## The data
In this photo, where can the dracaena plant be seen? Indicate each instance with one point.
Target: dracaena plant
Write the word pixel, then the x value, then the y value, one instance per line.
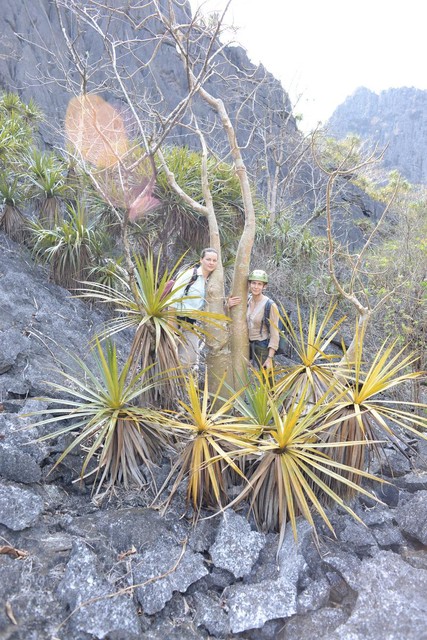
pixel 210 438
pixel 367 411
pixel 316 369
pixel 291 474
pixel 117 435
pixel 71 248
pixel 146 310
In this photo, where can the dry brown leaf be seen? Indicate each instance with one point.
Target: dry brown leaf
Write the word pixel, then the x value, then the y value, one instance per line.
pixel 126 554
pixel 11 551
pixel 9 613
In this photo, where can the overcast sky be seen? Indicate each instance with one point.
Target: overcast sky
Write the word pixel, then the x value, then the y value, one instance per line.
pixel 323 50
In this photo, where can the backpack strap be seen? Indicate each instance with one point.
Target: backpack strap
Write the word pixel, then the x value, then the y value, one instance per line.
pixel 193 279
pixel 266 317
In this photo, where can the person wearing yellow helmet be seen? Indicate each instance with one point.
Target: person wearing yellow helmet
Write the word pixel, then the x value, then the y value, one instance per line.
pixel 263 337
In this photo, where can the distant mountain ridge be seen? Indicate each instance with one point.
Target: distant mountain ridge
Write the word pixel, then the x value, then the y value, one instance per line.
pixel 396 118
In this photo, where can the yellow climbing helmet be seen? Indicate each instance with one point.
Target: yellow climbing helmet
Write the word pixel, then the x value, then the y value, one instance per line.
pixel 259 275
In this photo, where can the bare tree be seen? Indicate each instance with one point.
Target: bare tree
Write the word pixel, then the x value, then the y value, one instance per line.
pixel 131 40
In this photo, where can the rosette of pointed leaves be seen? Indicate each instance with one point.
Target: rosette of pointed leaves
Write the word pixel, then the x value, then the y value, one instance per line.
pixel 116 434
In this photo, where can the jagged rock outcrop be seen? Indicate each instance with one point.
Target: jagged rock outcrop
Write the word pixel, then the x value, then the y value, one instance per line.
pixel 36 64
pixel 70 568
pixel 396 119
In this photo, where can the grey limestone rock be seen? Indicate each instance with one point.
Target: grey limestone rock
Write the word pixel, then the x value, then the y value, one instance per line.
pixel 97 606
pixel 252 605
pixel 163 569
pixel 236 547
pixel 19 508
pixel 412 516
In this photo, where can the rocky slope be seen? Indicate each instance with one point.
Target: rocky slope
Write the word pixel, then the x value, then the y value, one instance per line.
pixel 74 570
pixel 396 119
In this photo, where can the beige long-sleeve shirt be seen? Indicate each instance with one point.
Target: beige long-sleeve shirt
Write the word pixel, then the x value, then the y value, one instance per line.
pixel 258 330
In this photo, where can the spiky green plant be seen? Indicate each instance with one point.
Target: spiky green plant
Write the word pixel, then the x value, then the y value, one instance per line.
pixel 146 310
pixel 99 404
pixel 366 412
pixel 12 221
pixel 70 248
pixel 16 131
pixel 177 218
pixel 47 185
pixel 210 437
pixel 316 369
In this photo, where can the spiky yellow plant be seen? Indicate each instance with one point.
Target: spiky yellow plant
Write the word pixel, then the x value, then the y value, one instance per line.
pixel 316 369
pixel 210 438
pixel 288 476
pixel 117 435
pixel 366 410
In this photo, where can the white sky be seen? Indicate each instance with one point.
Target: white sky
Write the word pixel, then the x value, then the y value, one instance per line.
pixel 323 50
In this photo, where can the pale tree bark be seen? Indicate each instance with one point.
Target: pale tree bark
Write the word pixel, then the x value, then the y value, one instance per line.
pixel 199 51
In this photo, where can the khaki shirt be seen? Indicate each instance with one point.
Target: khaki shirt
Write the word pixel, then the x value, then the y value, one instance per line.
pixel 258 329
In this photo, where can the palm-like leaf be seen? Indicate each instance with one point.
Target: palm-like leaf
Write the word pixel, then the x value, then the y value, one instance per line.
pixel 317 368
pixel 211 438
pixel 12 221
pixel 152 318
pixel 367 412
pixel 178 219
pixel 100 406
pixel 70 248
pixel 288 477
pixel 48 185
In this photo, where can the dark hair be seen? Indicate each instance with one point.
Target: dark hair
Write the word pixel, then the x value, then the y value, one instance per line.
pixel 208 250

## What you are asked to do
Can you print out, word for word, the lines of the records starting at the line containing "In this photo, where can the dry" and ending at the line containing "pixel 396 118", with both of those lines included?

## Task answer
In this photo, where can the dry brown leaf be seen? Indicate each instance with one point.
Target: dry brown leaf
Write the word pixel, then the x value, then the y value, one instance per line.
pixel 126 554
pixel 11 551
pixel 9 613
In this photo, where can the overcast sky be seen? Indicate each instance with one point.
Target: overcast sky
Write the word pixel, then the x value, then the y value, one instance per line.
pixel 323 50
In this photo, where can the backpack strap be seen? Indicate each instance with one point.
Target: backpack strap
Write the word pixel, then the x value, then the y value, one instance per line.
pixel 193 279
pixel 266 317
In this photo, where can the person wearing yellow helmet be seen? Indicate each instance with one point.
Target: person wearing yellow helmet
Write the word pixel, then the x value, then the y value, one instance per line.
pixel 263 337
In this photo, where can the distant mountain ridge be seen? Indicate each instance with one point.
Target: distant mountain ridge
Write the word pixel, then the x value, then the y value, one instance per line.
pixel 396 118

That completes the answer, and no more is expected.